■ Work required
Please count the lines in the data below that contain the string "smoked", treating uppercase and lowercase as different, and reply with only that number.

■ Stored data
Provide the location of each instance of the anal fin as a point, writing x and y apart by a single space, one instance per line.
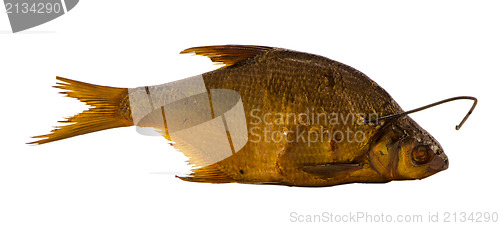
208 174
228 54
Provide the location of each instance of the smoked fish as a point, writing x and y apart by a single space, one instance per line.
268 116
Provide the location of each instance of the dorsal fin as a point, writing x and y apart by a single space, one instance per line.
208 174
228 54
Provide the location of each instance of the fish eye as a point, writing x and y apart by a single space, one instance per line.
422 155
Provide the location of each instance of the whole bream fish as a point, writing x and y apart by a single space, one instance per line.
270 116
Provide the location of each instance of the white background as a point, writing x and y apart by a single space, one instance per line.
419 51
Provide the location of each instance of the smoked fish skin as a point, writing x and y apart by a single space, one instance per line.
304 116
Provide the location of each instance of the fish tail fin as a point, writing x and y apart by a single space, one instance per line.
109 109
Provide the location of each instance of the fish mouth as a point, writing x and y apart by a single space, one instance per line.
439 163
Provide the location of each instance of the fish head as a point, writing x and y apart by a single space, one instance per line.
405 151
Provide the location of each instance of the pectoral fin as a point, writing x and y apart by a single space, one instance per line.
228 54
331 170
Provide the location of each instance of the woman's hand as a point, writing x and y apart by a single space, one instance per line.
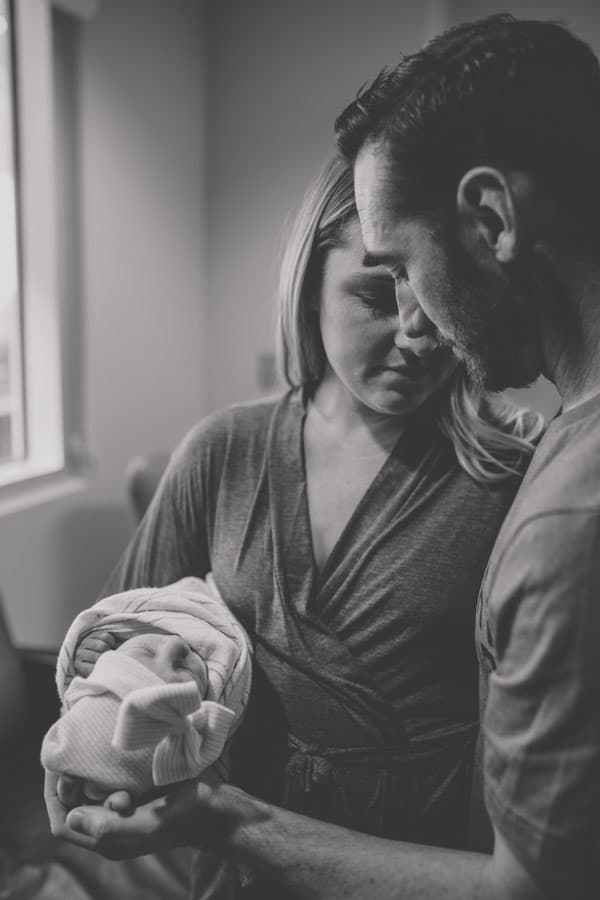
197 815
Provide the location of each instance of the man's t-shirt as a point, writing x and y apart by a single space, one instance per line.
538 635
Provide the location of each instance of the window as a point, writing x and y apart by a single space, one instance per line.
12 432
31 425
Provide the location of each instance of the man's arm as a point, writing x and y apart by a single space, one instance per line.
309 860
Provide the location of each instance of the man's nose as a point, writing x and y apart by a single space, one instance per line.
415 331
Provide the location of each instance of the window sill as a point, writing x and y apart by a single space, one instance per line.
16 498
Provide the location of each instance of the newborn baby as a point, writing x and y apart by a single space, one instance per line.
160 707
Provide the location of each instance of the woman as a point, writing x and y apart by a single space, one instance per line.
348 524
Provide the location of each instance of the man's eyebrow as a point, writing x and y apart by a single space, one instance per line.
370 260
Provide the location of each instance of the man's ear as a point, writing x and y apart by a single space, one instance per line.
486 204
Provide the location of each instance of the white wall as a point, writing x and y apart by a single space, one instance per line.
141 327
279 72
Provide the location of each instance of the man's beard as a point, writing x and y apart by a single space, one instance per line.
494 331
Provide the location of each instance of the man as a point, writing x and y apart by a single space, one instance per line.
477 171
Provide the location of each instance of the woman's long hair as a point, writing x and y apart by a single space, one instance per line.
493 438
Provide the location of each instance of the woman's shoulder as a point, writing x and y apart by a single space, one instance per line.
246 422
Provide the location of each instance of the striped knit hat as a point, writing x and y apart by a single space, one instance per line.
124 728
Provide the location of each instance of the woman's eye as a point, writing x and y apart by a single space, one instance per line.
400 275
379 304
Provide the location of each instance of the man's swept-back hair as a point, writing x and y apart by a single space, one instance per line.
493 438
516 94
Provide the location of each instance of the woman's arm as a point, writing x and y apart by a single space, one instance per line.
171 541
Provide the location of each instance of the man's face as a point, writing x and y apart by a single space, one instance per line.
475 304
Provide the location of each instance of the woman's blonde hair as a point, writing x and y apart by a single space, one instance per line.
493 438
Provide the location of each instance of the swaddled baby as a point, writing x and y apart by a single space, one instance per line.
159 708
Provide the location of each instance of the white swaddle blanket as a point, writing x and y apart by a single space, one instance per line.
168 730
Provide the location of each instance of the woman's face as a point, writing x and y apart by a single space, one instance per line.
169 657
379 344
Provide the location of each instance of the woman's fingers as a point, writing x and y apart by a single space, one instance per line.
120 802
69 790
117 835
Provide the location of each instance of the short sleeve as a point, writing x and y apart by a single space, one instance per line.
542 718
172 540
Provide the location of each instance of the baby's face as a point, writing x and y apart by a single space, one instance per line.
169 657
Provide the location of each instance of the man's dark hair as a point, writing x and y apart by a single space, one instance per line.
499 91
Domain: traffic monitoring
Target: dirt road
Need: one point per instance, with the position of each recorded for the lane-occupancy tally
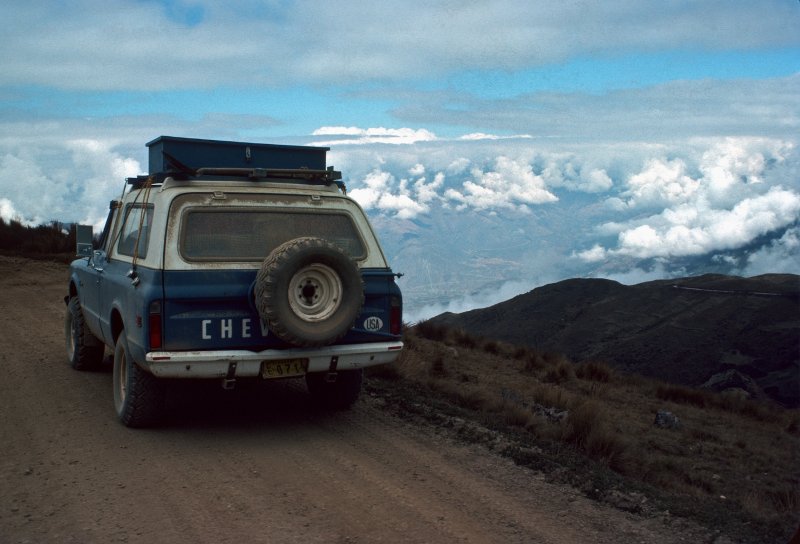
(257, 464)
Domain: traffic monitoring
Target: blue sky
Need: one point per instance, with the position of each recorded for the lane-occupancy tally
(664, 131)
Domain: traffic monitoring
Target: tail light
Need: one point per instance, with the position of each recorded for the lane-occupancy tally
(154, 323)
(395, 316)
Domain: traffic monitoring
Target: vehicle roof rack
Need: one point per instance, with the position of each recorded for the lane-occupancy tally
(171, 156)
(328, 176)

--

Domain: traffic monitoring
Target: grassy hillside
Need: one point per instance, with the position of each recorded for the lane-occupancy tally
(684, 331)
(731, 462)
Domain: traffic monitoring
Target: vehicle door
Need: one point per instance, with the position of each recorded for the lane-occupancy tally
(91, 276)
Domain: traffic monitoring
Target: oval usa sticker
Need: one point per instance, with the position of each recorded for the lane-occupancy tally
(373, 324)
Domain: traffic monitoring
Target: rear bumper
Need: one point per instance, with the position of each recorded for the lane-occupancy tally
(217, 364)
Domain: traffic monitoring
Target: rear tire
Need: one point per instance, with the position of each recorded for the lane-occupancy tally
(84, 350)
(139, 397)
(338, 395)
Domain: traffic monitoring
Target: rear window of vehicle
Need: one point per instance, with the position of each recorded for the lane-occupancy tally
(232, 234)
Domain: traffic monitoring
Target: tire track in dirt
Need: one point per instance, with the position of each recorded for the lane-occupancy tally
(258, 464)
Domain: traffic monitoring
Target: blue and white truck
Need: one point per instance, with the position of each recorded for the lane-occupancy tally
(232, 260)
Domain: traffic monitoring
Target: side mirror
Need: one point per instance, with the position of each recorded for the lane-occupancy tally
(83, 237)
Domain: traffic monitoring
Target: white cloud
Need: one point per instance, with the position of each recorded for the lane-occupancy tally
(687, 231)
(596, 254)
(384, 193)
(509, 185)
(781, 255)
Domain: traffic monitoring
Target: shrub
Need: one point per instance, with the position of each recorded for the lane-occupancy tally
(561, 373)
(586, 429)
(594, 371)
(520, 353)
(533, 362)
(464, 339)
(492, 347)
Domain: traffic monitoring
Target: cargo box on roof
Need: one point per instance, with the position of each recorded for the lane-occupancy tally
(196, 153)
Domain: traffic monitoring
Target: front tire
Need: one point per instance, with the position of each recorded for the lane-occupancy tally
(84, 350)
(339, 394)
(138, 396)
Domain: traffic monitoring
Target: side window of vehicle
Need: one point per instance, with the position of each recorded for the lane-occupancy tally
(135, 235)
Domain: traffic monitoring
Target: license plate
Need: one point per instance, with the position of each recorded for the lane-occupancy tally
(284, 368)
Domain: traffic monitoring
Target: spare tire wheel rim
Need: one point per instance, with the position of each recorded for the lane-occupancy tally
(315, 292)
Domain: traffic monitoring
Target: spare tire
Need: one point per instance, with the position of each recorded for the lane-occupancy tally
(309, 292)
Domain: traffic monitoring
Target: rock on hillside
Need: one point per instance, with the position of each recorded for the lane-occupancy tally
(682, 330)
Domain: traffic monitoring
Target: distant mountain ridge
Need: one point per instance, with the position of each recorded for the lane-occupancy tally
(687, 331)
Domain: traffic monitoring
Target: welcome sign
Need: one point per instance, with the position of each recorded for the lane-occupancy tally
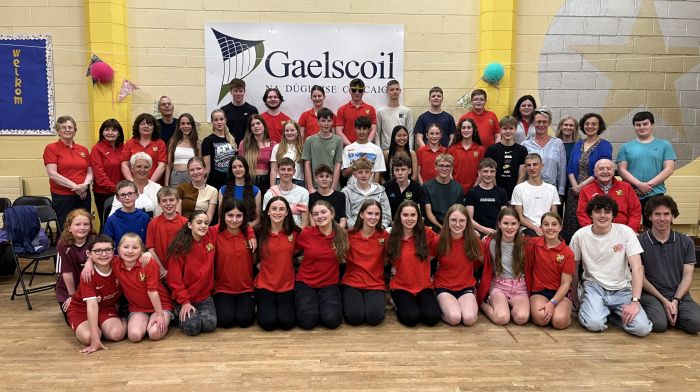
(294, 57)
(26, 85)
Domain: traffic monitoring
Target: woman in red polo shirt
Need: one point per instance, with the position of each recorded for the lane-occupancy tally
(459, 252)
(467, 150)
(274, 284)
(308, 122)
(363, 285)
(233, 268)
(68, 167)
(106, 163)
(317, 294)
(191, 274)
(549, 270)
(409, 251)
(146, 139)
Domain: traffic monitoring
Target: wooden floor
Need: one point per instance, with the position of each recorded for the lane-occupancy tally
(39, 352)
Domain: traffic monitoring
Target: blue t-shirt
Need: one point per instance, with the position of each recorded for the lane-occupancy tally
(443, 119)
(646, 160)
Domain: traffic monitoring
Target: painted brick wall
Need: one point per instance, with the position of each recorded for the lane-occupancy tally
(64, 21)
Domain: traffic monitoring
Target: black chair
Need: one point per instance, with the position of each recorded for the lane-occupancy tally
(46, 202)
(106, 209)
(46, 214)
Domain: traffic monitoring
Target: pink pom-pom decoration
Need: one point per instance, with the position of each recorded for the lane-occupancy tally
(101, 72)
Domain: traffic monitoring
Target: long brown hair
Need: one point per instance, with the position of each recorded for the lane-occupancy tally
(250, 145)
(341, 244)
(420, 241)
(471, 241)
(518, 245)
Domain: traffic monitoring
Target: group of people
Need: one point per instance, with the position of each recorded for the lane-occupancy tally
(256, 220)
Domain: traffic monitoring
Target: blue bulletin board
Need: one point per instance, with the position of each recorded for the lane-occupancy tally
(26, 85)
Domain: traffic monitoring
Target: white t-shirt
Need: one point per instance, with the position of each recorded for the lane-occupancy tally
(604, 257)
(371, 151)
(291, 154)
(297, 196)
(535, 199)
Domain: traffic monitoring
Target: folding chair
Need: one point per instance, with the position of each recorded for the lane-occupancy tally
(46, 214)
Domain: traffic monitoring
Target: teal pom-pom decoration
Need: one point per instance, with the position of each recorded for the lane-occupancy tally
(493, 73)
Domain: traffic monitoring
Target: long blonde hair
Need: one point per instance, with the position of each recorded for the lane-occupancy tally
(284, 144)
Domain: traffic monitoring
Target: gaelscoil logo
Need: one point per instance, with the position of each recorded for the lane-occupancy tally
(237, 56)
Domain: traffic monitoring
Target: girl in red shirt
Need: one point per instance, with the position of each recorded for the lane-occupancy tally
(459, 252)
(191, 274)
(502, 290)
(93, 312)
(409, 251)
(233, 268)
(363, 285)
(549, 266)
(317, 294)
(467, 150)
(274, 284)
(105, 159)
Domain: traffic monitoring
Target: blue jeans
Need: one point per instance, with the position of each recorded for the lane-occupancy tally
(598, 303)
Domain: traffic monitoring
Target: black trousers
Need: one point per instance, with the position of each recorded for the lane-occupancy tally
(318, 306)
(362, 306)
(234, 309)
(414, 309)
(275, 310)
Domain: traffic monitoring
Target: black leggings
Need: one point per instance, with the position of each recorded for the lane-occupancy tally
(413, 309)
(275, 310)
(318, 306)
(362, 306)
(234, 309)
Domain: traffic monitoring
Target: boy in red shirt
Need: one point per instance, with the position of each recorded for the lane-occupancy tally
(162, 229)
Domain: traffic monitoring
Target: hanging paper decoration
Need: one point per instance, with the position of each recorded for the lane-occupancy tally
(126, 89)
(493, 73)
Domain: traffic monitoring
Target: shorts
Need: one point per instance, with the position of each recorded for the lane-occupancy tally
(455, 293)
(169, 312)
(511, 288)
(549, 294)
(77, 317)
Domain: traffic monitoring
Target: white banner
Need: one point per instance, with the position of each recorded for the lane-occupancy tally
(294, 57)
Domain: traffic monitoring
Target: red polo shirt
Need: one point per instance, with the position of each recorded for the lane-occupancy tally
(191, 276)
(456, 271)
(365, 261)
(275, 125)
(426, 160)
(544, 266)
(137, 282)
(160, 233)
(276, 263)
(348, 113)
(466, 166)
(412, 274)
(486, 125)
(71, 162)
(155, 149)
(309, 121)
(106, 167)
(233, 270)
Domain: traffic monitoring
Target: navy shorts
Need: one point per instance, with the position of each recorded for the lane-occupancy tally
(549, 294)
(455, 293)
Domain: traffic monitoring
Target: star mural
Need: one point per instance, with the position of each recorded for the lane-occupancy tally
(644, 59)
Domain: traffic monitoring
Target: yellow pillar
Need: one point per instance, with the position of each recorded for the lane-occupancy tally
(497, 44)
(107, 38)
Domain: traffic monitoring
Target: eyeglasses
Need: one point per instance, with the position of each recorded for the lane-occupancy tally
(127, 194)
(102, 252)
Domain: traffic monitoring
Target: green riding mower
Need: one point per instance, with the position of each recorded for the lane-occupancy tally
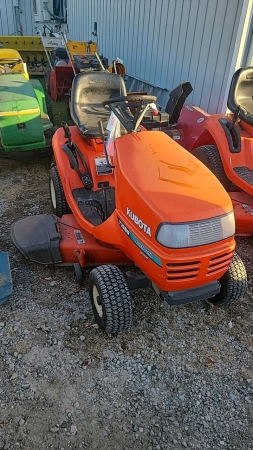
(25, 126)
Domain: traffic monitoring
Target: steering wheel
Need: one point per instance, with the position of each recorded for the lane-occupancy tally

■ Exercise response
2